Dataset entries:

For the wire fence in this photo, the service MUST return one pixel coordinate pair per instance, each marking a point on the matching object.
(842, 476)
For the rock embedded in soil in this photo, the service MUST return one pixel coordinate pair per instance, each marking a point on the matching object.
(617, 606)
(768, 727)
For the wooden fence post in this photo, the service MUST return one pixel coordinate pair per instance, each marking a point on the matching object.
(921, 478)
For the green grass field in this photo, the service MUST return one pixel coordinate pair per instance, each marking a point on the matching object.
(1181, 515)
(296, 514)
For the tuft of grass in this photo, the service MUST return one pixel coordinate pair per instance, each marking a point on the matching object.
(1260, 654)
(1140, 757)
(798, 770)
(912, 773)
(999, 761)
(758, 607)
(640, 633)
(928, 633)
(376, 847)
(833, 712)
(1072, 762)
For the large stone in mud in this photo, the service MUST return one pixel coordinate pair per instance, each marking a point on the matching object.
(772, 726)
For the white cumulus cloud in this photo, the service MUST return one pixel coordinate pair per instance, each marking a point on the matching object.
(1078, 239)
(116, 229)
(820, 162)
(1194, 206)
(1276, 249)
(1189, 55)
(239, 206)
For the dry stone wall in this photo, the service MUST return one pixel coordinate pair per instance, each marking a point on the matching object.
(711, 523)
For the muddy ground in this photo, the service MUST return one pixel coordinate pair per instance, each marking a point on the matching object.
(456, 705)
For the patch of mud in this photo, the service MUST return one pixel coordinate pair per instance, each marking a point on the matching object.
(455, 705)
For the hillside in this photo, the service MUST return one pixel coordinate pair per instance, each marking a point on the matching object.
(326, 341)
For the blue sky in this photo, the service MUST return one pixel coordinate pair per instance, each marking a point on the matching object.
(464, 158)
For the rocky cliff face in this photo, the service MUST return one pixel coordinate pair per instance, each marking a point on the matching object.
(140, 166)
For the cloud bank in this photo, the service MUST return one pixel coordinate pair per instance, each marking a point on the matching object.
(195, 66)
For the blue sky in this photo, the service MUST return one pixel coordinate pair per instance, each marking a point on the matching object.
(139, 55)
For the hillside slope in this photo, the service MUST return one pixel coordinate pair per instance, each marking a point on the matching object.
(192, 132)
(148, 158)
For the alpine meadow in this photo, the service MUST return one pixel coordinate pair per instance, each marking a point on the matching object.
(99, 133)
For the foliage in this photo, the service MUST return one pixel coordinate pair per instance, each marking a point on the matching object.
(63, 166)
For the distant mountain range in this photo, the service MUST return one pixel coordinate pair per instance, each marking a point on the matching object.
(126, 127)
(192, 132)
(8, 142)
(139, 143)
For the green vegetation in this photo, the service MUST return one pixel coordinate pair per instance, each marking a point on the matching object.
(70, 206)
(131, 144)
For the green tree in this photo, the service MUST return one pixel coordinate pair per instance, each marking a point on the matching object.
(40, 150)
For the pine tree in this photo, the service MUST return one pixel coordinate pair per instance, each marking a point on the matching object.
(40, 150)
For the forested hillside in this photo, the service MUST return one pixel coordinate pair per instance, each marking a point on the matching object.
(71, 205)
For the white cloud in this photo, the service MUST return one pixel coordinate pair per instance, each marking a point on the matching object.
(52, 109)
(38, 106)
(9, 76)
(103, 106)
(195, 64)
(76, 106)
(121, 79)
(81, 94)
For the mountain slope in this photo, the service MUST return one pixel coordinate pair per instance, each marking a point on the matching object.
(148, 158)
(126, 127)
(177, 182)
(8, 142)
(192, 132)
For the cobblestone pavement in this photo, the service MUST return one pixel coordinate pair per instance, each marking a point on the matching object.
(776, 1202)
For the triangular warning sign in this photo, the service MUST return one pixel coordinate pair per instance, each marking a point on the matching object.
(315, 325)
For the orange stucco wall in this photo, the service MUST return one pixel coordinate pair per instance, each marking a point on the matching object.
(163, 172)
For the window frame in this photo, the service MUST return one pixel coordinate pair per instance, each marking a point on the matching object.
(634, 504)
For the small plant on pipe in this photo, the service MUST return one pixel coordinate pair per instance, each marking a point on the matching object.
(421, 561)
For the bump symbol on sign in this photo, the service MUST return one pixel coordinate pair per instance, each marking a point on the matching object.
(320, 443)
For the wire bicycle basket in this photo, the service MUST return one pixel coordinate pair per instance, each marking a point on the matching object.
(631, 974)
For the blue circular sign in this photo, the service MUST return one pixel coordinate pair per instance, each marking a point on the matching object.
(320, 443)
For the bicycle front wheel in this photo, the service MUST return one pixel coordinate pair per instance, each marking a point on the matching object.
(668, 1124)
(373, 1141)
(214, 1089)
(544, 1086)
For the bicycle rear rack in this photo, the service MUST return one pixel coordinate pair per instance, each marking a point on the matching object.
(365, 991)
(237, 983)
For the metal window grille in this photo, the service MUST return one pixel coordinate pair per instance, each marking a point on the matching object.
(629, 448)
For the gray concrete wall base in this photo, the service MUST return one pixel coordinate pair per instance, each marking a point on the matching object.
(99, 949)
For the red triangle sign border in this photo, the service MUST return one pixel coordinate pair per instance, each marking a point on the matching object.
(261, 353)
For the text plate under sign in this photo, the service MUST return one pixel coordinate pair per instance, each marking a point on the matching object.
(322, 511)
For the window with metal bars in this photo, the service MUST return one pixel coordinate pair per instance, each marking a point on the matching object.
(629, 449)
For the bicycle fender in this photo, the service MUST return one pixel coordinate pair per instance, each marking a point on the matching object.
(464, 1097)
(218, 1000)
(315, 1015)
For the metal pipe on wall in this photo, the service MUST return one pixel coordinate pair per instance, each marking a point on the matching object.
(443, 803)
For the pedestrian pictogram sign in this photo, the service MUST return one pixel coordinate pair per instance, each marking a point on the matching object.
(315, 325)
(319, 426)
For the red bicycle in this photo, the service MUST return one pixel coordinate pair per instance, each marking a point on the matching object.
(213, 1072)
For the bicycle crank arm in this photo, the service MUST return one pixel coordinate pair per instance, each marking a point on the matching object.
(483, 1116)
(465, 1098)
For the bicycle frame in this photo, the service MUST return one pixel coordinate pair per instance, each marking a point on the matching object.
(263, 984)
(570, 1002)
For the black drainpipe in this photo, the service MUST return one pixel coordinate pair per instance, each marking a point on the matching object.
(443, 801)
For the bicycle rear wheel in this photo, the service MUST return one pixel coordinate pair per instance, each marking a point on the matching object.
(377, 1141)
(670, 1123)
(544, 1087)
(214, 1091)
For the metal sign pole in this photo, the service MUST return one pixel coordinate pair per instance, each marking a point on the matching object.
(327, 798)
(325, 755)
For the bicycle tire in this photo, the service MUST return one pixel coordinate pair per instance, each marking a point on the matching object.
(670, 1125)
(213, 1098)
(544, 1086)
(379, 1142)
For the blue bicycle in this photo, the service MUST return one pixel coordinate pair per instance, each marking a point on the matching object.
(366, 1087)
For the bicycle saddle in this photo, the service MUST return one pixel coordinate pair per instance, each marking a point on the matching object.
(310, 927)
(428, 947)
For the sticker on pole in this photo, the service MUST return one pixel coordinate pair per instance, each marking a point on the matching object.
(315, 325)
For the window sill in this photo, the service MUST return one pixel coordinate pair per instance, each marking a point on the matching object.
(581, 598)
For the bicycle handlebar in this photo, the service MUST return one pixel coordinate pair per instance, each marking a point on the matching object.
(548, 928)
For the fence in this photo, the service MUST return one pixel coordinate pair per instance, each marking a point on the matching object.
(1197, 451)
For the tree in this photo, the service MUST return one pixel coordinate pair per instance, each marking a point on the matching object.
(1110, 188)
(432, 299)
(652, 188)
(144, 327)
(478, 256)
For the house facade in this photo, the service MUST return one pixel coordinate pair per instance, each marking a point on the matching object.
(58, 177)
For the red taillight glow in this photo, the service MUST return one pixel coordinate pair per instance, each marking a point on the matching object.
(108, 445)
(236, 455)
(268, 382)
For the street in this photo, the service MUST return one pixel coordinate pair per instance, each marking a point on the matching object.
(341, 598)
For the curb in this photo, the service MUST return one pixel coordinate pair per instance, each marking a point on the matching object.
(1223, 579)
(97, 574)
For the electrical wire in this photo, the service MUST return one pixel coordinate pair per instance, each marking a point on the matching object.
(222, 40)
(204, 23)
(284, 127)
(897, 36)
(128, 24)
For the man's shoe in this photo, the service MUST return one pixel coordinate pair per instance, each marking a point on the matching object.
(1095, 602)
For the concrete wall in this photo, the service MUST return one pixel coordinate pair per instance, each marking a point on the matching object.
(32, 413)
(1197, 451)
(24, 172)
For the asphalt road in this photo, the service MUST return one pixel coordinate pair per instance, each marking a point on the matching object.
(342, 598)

Exercise prompt:
Begin with the line that contains "For the window sill" and quote each line after it exactly, stopping after the last line of the data.

Response for this exercise:
For the window sill in this photo, the service MUST return one pixel coordinate pair per instance, each marking a point on the matching object.
(581, 598)
For the bicycle handlebar in this photo, the service MUST return one pixel coordinate pair per instance, each marking a point on the matching object.
(548, 928)
For the fence in this photo, the service MUST return one pixel coordinate pair per instance, each marking a point on the matching object.
(1197, 451)
For the tree in this photo, the service MUST return one pixel coordinate pair per instance, each marking a point on the matching object.
(1110, 188)
(432, 299)
(652, 188)
(144, 327)
(478, 256)
For the house facade in this photo, the service MUST return one pixel coordinate pair per instance, each marking a point on the matching object.
(58, 177)
For the red taillight glow in this photo, the service MUST return one pixel coordinate pair per instance, each marking a point on the matching object.
(108, 445)
(236, 455)
(268, 382)
For the street in this photo, the service MUST return one pixel coordinate pair per instance, each marking a point on the matching object.
(341, 598)
For the curb in this photo, the service MUST return one pixel coordinate pair per instance, each marking a point on the matching object.
(1223, 579)
(97, 574)
For the electrical wire in this photo, the service MUST return one pixel coordinate pair per instance, each marking a point on the matching object.
(222, 40)
(204, 23)
(284, 127)
(897, 36)
(128, 24)
For the man's shoe in this photo, the service MUST return one pixel coordinate pair per instance, each marking a point on the matching object.
(1095, 602)
For the concrete wall in this photo, the service MUST return one pixel coordinate pair per instance, each marking a point on the matching object.
(32, 413)
(1197, 451)
(24, 172)
For the asphalt road in this photo, the service MUST return one pixel coordinate pair per instance, each marking a point on the matching object.
(342, 598)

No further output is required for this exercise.